Lesetext:
━━━━━━━━━━━━━━━━━━━━

Sehr geehrter Herr K.,

haben Sie vielen Dank für Ihre Anfrage.

Wie Sie zutreffend aufführen, sieht der Europäische Direktwahlakt eine verbindliche Sperrklausel in Höhe von 2-5 % vor. Wenn der Rechtsakt durch alle Mitgliedstaaten ratifiziert wird, muss also auch Deutschland eine solche Sperrklausel einführen.

Aus nationaler Perspektive existieren hinsichtlich der Höhe einer Sperrklausel Vorgaben durch das Bundesverfassungsgericht. Es hatte in seinem Urteil vom 9. November 2011 die bis dahin bei Europawahlen geltende 5 %-Sperrklausel wegen eines nicht gerechtfertigten Eingriffs in die Grundsätze der Wahlrechtsgleichheit für verfassungswidrig erklärt. In der Urteilsbegründung legte das Gericht dar, dass die Parlamentsqualität des Europäischen Parlaments nur eingeschränkt gegeben sei und dass eine Sperrklausel auf europäischer Ebene nicht erforderlich sei, um die Funktionsfähigkeit des Europäischen Parlaments zu gewährleisten.

In der Folge verabschiedete der Deutsche Bundestag im Juni 2013 eine 3 %-Sperrklausel. Diese wurde am 26. Februar 2014 vom BVerfG mit ähnlicher Begründung ebenfalls für verfassungswidrig erklärt. Das Gericht deutete jedoch an, dass der europäische Gesetzgeber seinerseits zu der Einschätzung gelangen kann, eine Sperrklausel sei für die Funktionsfähigkeit des EP erforderlich.

━━━━━━━━━━━━━━━━━━━━

Aufgabenstellung 1:
Formatieren Sie die Zeilen der Ausgangsdaten unten als JSON-Liste von Strings, eine pro Zeile und ohne Leerzeilen. Beginnen Sie bei der Zeile mit „Target: white deck marking“ und enden Sie mit der letzten Zeile der Ausgangsdaten, beide eingeschlossen.
Der Lesetext und die nachfolgenden Zeilen stehen in keinem Zusammenhang miteinander.

Ausgangsdaten:
━━━━━━━━━━━━━━━━━━━━

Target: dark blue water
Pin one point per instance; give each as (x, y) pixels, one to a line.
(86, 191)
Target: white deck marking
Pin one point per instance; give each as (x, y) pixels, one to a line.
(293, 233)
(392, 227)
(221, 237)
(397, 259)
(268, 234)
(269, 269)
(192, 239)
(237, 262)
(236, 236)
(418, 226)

━━━━━━━━━━━━━━━━━━━━

Aufgabenstellung 2:
Schreiben Sie den Lesetext zur Sperrklausel bei Europawahlen im Anschluss an seinen letzten Satz weiter.

Lösung 1:
[
  "Target: white deck marking",
  "Pin one point per instance; give each as (x, y) pixels, one to a line.",
  "(293, 233)",
  "(392, 227)",
  "(221, 237)",
  "(397, 259)",
  "(268, 234)",
  "(269, 269)",
  "(192, 239)",
  "(237, 262)",
  "(236, 236)",
  "(418, 226)"
]

Lösung 2:
Genau das ist mit dem Direktwahlakt jetzt gewollt. Auch wir halten eine Stärkung des Europäischen Parlaments für sinnvoll. Dabei ergibt es auch Sinn, statt einer Fragmentierung der europäischen Parteienlandschaft klare Mehrheitsverhältnisse anzustreben. Angesichts der Vielzahl unterschiedlicher Wahlsysteme in Europa gibt es sicher keinen Zusammenhang zwischen Sperrklausel und „echter“ Parlamentsqualität. Aber solange das Wahlrecht ein nationales ist und man sich auf die Begründung des BVerfG einlässt, lässt sich durch eine Ratifikation des Direktwahlakts eine Aufwertung des EP erreichen.

Im Koalitionsvertrag haben sich SPD, Bündnis 90/Die Grünen und FDP darauf geeinigt, dem Direktwahlakt von 2018 auf Grundlage eines Regierungsentwurfs zuzustimmen, wenn bis zum Sommer 2022 kein neuer Direktwahlakt vorliegt. Dieser zeitliche Rahmen ist notwendig, wenn man bis zur nächsten Wahl zum Europäischen Parlament ein neues Wahlrecht schaffen will. Neben der Sperrklausel spielen auch andere Gestaltungselemente bei der Umsetzung des Direktwahlakts eine Rolle. So haben wir uns mit SPD und Bündnis 90/Die Grünen auch darauf geeinigt, teils transnationale Listen mit einem verbindlichen Spitzenkandidatensystem zu unterstützen.

Ich hoffe, ich konnte Ihnen unsere Position hiermit etwas näher bringen.